> [EXERCICES]:
**1.** Traduisez en anglais la phrase suivante du texte sur les bouts-rimés : « A ce jeu des bouts-rimés, raconte Dumas, Méry était un as de l'improvisation. »
**2.** Dans les enregistrements, substituez "dot" à "marker" sur les lignes commençant à celle qui contient "Place one marker on every instance of the branch, position" et finissant à celle qui contient "pixel 497 177", bornes comprises. Redonnez uniquement ces lignes, sans autre modification.

L'exercice des "rimes imposées"
ne date pas d'hier...
Jugez-en plutôt :
Dans un article en forme de causerie pour Le Petit Journal
auquel il faisait parvenir des correspondances,
Alexandre Dumas raconte avoir hérité
d'un lot de papiers de sa sœur Marie, dernièrement décédée.
Il y a redécouvert un poème co-signé de lui
et de son ami et collaborateur Joseph Méry.
C'est le prétexte pour raconter à ses chers lecteurs
comment se passaient ces bonnes soirées entre amis
au cours desquelles on improvisait des vers
à partir de rimes choisies par un tiers.
A ce jeu des bouts-rimés, raconte Dumas,
Méry était un as de l'improvisation.
Il cite les alexandrins que Méry avait vite pondus
à partir de 24 mots plutôt difficiles à agencer
dans l'ordre à l'intérieur d'un même texte.
Les voici:
Femme – Catilina – Âme – Fouina – Jongle – Citoyen – Ongle – Païen –
Mirabelle – Mirabeau – Belle – Flambeau – Orestie
– Gabrio – Répartie – Agio – Figue –
Faisan – Ligue – Parmesan – Noisette – Pâté – Grisette - Bâté.
Dumas précise dans une note que Gabrio était le sobriquet affectueux
de la comtesse Dash, dont le prénom était Gabrielle.
A titre d'exemple, voici le début du poème composé par Méry:
En vous voyant ce soir, jeune et charmante femme,
Chez l'auteur d'Henri Trois et de Catilina,
Pour écrire ces vers, la peur glaça mon âme,
Ma plume tressaillit, le poète fouina.
Il en profite pour lancer un concours.
Le lecteur qui réussira le meilleur poème avec les mêmes bouts-rimés
recevra l'original qui porte les rimes de Dumas,
le texte de Méry et leurs deux écritures.
Il raconte avoir eu la conviction que peu seraient en mesure de relever le défi.
Le succès fut tel cependant qu'il se vit incapable de choisir un seul gagnant.
Il proposa donc une souscription à un franc
aux quelque 200.000 lecteurs du Petit Journal.
S'il en obtenait 500, alors il ferait un volume avec tous les poèmes reçus.
Sa préface du 9 mars 1865 en forme de causerie témoigne
qu'il a obtenu le nombre de souscriptions désirées.
D'où ce volume qui reprend l'ensemble des poèmes
envoyés par les lecteurs.
De ce livre jamais réédité de près de 300 pages,
seules les dix premières sont de Dumas.
On comprend bien, vu la nature du propos,
que l'ouvrage ne figure pas dans ses œuvres complètes
chez Lévy ou Levasseur.
Il n'empêche que ce court texte est fort attachant à plus d'un titre.
D'abord, il y a la référence à sa sœur Marie dont on sait trop peu de choses.
Avis aux chercheurs, Dumas affirme avoir récupéré
beaucoup des lettres qu'il lui a écrites.

Entrées enregistrées
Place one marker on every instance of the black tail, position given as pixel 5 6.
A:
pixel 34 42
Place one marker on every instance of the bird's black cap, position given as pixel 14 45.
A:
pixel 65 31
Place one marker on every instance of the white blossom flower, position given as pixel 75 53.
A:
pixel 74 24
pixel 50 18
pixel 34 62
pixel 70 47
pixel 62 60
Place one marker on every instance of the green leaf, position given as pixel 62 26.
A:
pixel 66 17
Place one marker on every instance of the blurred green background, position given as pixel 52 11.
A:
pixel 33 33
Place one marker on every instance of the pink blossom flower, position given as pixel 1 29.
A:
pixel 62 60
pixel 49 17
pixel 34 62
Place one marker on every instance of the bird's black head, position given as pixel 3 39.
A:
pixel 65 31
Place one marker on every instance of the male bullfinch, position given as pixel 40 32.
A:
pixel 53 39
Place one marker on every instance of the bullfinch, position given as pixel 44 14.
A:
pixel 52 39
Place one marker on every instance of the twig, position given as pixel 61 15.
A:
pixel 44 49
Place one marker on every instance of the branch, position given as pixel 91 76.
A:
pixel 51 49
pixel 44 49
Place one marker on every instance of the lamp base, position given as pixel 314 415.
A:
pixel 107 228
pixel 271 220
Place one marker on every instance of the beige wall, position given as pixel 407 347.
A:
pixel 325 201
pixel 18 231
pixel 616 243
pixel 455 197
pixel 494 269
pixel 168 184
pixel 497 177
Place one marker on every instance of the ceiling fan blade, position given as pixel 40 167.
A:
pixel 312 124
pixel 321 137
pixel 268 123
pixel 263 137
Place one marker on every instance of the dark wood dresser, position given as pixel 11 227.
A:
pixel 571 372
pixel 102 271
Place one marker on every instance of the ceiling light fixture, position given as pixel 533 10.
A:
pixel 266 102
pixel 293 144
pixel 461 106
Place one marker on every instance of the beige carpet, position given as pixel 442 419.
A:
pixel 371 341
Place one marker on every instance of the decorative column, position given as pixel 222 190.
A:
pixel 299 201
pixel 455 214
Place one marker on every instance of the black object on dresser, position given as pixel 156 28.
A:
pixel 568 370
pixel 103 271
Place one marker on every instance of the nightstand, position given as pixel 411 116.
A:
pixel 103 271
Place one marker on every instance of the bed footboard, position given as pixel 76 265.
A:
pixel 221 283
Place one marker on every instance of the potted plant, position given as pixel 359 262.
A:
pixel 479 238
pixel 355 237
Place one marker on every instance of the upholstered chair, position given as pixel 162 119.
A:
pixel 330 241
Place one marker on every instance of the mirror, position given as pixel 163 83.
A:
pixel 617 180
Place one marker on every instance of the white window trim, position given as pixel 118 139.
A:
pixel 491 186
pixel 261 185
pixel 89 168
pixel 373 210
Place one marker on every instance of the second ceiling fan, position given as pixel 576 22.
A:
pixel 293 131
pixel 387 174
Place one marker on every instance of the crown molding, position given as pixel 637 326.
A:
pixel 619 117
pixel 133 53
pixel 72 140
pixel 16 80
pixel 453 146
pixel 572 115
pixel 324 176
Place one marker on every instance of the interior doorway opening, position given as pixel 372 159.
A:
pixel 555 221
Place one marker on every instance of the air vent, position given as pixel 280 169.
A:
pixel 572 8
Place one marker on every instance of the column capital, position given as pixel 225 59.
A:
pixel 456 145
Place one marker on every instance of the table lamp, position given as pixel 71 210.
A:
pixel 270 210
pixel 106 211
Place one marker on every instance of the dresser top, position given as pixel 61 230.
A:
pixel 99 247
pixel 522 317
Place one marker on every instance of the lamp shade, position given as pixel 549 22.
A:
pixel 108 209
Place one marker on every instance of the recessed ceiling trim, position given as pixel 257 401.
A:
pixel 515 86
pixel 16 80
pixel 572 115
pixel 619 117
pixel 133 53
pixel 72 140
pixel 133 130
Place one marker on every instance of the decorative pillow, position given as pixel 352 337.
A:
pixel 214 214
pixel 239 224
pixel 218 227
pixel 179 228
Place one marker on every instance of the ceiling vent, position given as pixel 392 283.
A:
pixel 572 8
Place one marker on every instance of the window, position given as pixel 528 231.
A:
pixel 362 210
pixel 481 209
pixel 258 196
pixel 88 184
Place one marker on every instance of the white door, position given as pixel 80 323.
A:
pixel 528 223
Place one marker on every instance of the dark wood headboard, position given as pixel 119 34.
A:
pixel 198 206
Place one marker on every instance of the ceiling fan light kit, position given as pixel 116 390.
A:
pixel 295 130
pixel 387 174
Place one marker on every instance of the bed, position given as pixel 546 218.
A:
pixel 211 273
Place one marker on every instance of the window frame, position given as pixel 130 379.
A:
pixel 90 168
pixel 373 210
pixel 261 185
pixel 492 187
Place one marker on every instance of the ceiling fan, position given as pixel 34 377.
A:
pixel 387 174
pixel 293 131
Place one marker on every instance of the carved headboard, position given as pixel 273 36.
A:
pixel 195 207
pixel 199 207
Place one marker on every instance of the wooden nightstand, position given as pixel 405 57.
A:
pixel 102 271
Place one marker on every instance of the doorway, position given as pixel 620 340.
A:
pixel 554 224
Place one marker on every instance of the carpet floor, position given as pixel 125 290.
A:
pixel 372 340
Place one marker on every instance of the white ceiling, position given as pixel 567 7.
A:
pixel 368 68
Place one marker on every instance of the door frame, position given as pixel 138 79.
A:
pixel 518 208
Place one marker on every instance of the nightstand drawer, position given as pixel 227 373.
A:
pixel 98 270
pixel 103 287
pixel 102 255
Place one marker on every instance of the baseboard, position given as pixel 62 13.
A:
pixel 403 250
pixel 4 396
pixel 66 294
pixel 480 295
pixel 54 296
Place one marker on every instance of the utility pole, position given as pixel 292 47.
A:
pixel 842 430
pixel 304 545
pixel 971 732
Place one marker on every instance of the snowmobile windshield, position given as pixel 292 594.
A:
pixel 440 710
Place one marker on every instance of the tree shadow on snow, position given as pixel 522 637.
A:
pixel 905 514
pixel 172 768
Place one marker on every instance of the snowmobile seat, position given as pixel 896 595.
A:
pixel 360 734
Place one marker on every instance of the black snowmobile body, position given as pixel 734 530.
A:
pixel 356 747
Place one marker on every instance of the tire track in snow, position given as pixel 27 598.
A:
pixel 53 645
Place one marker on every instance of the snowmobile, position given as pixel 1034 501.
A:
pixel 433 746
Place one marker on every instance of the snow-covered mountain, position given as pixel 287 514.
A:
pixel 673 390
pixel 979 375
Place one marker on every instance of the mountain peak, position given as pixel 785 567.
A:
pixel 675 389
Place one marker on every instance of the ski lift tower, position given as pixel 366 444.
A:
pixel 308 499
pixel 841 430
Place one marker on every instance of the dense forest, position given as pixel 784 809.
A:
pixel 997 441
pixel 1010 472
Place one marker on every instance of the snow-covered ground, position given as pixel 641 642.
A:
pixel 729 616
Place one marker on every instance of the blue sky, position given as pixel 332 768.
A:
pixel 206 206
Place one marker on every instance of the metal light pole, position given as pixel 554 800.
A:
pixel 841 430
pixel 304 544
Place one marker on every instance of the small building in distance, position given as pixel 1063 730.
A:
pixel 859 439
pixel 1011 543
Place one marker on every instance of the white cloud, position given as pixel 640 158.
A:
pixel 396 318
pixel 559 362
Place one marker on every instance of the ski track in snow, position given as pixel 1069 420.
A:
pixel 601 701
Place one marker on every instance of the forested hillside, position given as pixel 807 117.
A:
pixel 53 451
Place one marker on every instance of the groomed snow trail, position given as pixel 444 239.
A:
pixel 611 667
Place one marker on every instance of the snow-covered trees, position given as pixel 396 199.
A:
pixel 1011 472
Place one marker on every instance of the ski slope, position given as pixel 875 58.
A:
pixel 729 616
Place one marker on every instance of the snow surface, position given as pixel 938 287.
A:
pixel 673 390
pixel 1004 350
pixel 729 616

> [CORRIGÉS DANS L'ORDRE]:
**1.** At this game of bouts-rimés, Dumas recounts, Méry was an ace at improvisation.

**2.**
Place one dot on every instance of the branch, position given as pixel 91 76.
A:
pixel 51 49
pixel 44 49
Place one dot on every instance of the lamp base, position given as pixel 314 415.
A:
pixel 107 228
pixel 271 220
Place one dot on every instance of the beige wall, position given as pixel 407 347.
A:
pixel 325 201
pixel 18 231
pixel 616 243
pixel 455 197
pixel 494 269
pixel 168 184
pixel 497 177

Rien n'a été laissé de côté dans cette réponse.